SELECTED TEXT:
🧹 Data Sweeper Pro+

Data Sweeper Pro+ is an advanced data cleaning and transformation platform built with Streamlit. It allows users to upload datasets, clean them, analyze them with interactive profiling reports, and export the cleaned data in multiple formats. The app is designed for both technical and non-technical users, offering a user-friendly interface with powerful data processing capabilities.

🚀 Features

1. File Upload

Supports multiple file uploads in CSV and Excel formats.
Handles large datasets efficiently.

2. Data Profiling

Generate an interactive Profile Report using ydata-profiling to explore:
- Missing values
- Duplicate rows
- Data types
- Statistical summaries
- Correlations
Fully interactive HTML report embedded in the app.

3. Data Cleaning

Remove duplicate rows.

STORED RECORDS:

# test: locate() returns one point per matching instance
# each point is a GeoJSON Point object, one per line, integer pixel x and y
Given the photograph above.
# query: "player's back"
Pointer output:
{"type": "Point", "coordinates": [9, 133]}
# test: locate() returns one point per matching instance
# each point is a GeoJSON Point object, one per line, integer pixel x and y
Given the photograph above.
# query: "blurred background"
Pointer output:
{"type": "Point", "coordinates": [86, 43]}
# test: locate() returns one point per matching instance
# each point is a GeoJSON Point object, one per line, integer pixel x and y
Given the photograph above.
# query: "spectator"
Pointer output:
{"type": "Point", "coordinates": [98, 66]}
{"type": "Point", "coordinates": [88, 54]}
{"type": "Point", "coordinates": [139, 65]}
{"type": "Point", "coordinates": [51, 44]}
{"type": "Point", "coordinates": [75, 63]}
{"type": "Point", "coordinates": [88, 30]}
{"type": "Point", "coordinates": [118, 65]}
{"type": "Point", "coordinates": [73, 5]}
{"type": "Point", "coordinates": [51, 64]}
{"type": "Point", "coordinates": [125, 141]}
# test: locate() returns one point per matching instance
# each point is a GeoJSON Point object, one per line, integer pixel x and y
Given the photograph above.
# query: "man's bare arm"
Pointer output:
---
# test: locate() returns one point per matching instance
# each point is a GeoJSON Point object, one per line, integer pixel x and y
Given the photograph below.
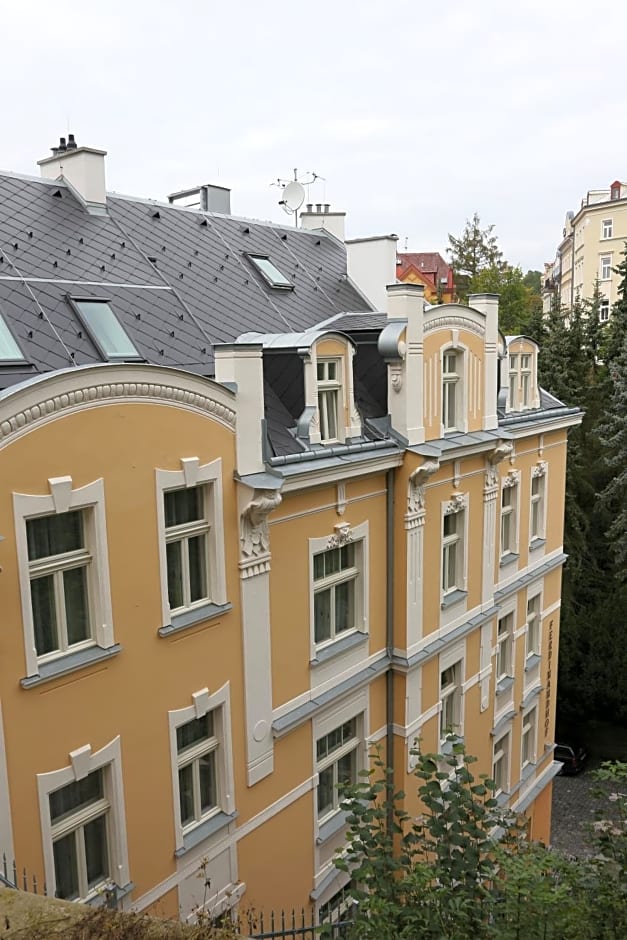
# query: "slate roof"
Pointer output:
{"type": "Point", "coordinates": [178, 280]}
==
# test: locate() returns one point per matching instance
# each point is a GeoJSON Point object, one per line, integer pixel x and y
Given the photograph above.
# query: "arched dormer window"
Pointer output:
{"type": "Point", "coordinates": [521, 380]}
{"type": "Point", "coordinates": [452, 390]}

EXERCISE INSTRUCTIONS:
In the Data Sweeper Pro+ description above, which library is used to generate the interactive Profile Report?

RESULT OF THIS EXERCISE:
ydata-profiling